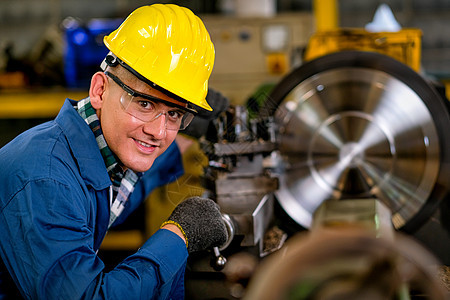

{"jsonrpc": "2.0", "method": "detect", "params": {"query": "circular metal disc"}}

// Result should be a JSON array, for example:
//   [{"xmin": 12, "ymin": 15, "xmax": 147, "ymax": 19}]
[{"xmin": 265, "ymin": 51, "xmax": 450, "ymax": 231}]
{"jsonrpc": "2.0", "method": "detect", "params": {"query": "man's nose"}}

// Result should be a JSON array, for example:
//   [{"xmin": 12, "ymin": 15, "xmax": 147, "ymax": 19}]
[{"xmin": 143, "ymin": 113, "xmax": 167, "ymax": 139}]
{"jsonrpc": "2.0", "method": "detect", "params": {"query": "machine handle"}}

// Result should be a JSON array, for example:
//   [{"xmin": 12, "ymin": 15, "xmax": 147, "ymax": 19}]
[{"xmin": 211, "ymin": 214, "xmax": 235, "ymax": 271}]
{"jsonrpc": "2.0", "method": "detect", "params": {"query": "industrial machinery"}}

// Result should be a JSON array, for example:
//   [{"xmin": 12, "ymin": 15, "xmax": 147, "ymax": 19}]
[
  {"xmin": 245, "ymin": 228, "xmax": 448, "ymax": 299},
  {"xmin": 184, "ymin": 50, "xmax": 450, "ymax": 299},
  {"xmin": 266, "ymin": 50, "xmax": 449, "ymax": 234}
]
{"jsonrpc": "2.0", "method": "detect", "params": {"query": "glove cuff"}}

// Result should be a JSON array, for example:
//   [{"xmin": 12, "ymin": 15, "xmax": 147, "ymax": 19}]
[{"xmin": 161, "ymin": 220, "xmax": 189, "ymax": 249}]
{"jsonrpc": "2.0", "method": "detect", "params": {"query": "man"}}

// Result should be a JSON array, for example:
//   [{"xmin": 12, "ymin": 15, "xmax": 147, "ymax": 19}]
[{"xmin": 0, "ymin": 4, "xmax": 228, "ymax": 299}]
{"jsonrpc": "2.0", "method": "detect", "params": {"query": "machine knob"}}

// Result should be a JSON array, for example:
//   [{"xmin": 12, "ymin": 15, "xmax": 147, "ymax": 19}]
[
  {"xmin": 212, "ymin": 247, "xmax": 227, "ymax": 271},
  {"xmin": 210, "ymin": 214, "xmax": 234, "ymax": 271}
]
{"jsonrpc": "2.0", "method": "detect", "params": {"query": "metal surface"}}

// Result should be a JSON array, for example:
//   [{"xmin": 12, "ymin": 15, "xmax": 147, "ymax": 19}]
[
  {"xmin": 265, "ymin": 51, "xmax": 450, "ymax": 231},
  {"xmin": 219, "ymin": 214, "xmax": 235, "ymax": 251},
  {"xmin": 245, "ymin": 229, "xmax": 448, "ymax": 300},
  {"xmin": 312, "ymin": 199, "xmax": 395, "ymax": 241}
]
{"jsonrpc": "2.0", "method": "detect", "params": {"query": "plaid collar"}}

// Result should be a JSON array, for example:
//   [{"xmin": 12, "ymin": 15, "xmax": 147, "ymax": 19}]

########

**Task directions:** Your answer should set down the listing verbatim and leave out its images.

**Expected answer:**
{"jsonrpc": "2.0", "method": "detect", "params": {"query": "circular metal disc"}}

// Result should be a JSON array, for example:
//   [{"xmin": 12, "ymin": 15, "xmax": 147, "ymax": 19}]
[{"xmin": 265, "ymin": 51, "xmax": 450, "ymax": 231}]
{"jsonrpc": "2.0", "method": "detect", "params": {"query": "man's nose"}}

// Result should be a JSON array, for example:
//   [{"xmin": 12, "ymin": 15, "xmax": 147, "ymax": 19}]
[{"xmin": 143, "ymin": 113, "xmax": 167, "ymax": 139}]
{"jsonrpc": "2.0", "method": "detect", "params": {"query": "machine handle"}}

// Result should be a JSON array, for example:
//   [{"xmin": 12, "ymin": 15, "xmax": 147, "ymax": 19}]
[{"xmin": 211, "ymin": 214, "xmax": 235, "ymax": 271}]
{"jsonrpc": "2.0", "method": "detect", "params": {"query": "industrial machinery"}}

// Result should be a JSON array, for example:
//   [{"xmin": 12, "ymin": 15, "xmax": 147, "ymax": 19}]
[
  {"xmin": 245, "ymin": 228, "xmax": 448, "ymax": 299},
  {"xmin": 184, "ymin": 50, "xmax": 450, "ymax": 299},
  {"xmin": 266, "ymin": 50, "xmax": 449, "ymax": 234}
]
{"jsonrpc": "2.0", "method": "detect", "params": {"query": "glove cuff"}}

// Result should be a JSON array, for example:
//   [{"xmin": 12, "ymin": 15, "xmax": 147, "ymax": 19}]
[{"xmin": 161, "ymin": 220, "xmax": 189, "ymax": 249}]
{"jsonrpc": "2.0", "method": "detect", "params": {"query": "man"}}

// Result should be a JSON array, for example:
//   [{"xmin": 12, "ymin": 15, "xmax": 147, "ymax": 19}]
[{"xmin": 0, "ymin": 4, "xmax": 228, "ymax": 299}]
{"jsonrpc": "2.0", "method": "detect", "params": {"query": "machine knob"}}

// Result should be a JSON array, for example:
//   [{"xmin": 12, "ymin": 15, "xmax": 147, "ymax": 19}]
[
  {"xmin": 212, "ymin": 247, "xmax": 227, "ymax": 271},
  {"xmin": 210, "ymin": 214, "xmax": 234, "ymax": 271}
]
{"jsonrpc": "2.0", "method": "detect", "params": {"query": "metal surface"}}

// Result should be a JSON array, for example:
//   [{"xmin": 12, "ymin": 15, "xmax": 147, "ymax": 19}]
[
  {"xmin": 265, "ymin": 51, "xmax": 450, "ymax": 231},
  {"xmin": 219, "ymin": 214, "xmax": 235, "ymax": 251},
  {"xmin": 245, "ymin": 229, "xmax": 448, "ymax": 300},
  {"xmin": 312, "ymin": 199, "xmax": 395, "ymax": 241}
]
{"jsonrpc": "2.0", "method": "detect", "params": {"query": "plaid collar"}}

// Result should be a JSON array, for example:
//   [{"xmin": 12, "ymin": 15, "xmax": 147, "ymax": 19}]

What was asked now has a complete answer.